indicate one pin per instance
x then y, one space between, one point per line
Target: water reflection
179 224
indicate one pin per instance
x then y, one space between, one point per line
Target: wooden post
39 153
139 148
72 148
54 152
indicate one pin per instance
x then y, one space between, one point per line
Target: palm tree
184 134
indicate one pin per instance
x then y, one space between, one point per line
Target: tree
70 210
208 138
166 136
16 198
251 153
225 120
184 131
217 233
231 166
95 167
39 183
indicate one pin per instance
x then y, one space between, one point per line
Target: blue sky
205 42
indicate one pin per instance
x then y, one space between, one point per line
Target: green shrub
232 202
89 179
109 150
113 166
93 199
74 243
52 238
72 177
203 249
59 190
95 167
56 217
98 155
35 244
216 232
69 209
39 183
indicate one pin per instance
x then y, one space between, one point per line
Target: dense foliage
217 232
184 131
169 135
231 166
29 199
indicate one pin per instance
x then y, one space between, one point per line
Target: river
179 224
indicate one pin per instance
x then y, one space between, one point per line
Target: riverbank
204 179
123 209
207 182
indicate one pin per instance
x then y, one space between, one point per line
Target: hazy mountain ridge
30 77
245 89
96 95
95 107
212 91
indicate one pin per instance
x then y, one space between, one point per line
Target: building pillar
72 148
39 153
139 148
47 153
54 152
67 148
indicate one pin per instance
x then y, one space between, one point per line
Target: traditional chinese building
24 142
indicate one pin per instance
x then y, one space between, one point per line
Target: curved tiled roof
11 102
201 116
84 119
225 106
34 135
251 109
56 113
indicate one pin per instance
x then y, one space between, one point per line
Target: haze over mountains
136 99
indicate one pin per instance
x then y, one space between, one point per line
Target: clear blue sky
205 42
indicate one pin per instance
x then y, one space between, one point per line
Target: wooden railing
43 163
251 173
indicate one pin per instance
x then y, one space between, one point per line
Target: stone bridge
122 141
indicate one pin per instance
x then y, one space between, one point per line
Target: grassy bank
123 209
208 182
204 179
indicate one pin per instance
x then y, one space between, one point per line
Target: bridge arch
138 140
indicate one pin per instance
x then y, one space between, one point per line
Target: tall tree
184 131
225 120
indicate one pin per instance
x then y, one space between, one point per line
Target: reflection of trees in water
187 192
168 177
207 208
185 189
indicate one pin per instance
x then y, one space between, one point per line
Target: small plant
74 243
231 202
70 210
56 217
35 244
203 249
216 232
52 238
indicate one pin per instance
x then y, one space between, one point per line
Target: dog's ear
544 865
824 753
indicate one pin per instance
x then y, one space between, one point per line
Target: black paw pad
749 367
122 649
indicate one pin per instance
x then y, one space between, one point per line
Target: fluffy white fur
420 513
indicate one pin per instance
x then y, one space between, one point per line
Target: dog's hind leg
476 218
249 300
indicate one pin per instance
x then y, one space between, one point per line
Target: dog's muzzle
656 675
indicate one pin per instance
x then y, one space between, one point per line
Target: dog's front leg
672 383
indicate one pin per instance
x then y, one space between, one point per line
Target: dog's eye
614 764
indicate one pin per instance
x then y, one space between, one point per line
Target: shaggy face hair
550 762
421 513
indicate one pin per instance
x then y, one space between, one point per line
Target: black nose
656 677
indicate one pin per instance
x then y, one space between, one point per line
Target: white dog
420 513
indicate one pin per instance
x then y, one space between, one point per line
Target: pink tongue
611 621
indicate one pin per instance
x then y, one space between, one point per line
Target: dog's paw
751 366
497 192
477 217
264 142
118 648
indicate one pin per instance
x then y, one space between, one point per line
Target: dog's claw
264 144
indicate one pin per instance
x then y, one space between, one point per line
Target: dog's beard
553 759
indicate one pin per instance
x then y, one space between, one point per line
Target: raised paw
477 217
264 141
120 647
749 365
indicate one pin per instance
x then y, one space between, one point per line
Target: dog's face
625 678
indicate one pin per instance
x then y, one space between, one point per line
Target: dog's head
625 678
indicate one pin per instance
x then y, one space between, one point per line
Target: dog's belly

* Problem to work on: Give back the full listing, exactly as it stands.

* Your response:
indicate one pin per instance
x then y, one space between, one point per line
Target: water reflection
179 224
indicate one pin per instance
x then y, one space between, one point per line
Target: wooden post
39 153
139 148
72 148
54 152
indicate one pin per instance
x then y, one space between, one point per line
Target: palm tree
184 134
indicate one pin per instance
x then y, one space between, one point per line
Target: tree
70 210
208 138
166 136
16 198
251 153
225 120
184 131
217 233
231 166
95 167
39 183
indicate one pin per instance
x then y, one space between, one point per line
Target: blue sky
205 42
indicate one pin per instance
x then y, one space between, one point per line
Target: green shrub
232 202
89 179
109 150
113 166
93 199
74 243
52 238
72 177
203 249
59 190
95 167
56 217
98 155
35 244
216 232
69 209
39 183
indicate one pin per instance
x then y, one space between, one point per line
Target: dense foliage
217 232
184 131
169 135
231 166
29 199
indicate one pin per instance
x then y, one space between, one point per line
Target: river
179 224
indicate one pin per instance
x then y, one space between, one point per line
Target: riverbank
204 179
123 209
207 182
indicate one pin per instance
x then y, one space between, one point per line
Target: hazy mountain ridge
30 77
245 89
96 95
95 107
212 91
indicate one pin per instance
x then y, one space between, one point per line
Target: building pillar
72 148
39 153
139 148
47 153
54 152
67 148
indicate one pin per instance
x then y, one space between, one point per line
Target: traditional chinese building
24 142
indicate one pin per instance
x then y, one space between, one point per line
Target: curved tiled roof
11 102
201 116
84 119
225 106
34 135
251 109
56 113
indicate one pin per instance
x then y, one space between, one point per line
Target: haze over mountains
136 99
indicate one pin per instance
x then y, one space between, one point per line
Target: clear blue sky
205 42
indicate one pin per instance
x then y, one space between, one point per line
Target: wooden railing
43 163
251 173
indicate one pin per instance
x then y, one space between, one point per line
Target: stone bridge
122 141
indicate one pin per instance
x then y, one space between, one point per line
Target: grassy bank
123 209
208 182
204 179
indicate one pin per instance
x then y, one space between, one point per line
Target: bridge arch
138 140
indicate one pin per instance
x then y, one space between, one point per line
Target: tall tree
184 131
225 120
indicate one pin per instance
x then y, one space between, one point per line
Target: reflection of trees in water
187 192
168 177
207 208
185 189
indicate one pin per instance
x then y, one space between, one point per line
Target: small plant
74 243
231 202
70 210
56 217
35 244
203 249
216 232
52 238
indicate one pin per instance
x then y, one space between, one point per line
Target: dog's ear
544 865
824 753
indicate one pin per instance
x then y, one space between, one point per line
Target: black paw pad
749 367
122 649
indicate one pin per instance
x then y, one space between, one point per line
Target: fluffy white fur
420 513
indicate one pin per instance
x then y, one space between, one point per line
Target: dog's hind leg
476 218
249 300
indicate one pin per instance
x then y, one space between, one point per line
Target: dog's muzzle
656 675
indicate one pin per instance
x then y, one space between, one point per line
Target: dog's front leg
672 383
indicate one pin per instance
x then y, one space between, one point per line
Target: dog's eye
614 764
indicate one pin per instance
x then y, one space between, one point per line
Target: shaggy face hair
550 762
421 513
indicate one pin per instance
x then y, one space between, one point per line
Target: black nose
656 677
indicate one pin per instance
x then y, one space between, one point per line
Target: white dog
420 513
indicate one pin per instance
x then y, one space between, one point per line
Target: pink tongue
611 621
indicate one pin per instance
x then y, one space between, one point per line
Target: dog's paw
751 366
497 192
477 217
264 142
118 648
indicate one pin per instance
x then y, one space between, one point per line
Target: dog's claw
264 144
indicate one pin per instance
x then y, one space between, one point per line
Target: dog's beard
553 759
indicate one pin per instance
x then y, one space between, one point per line
Target: raised paw
477 217
264 141
120 647
749 365
indicate one pin per instance
x then y, one space between, one point per line
Target: dog's face
625 678
indicate one pin per instance
x then y, one space between, one point per line
Target: dog's head
625 678
indicate one pin per instance
x then y, one space between, one point per line
Target: dog's belly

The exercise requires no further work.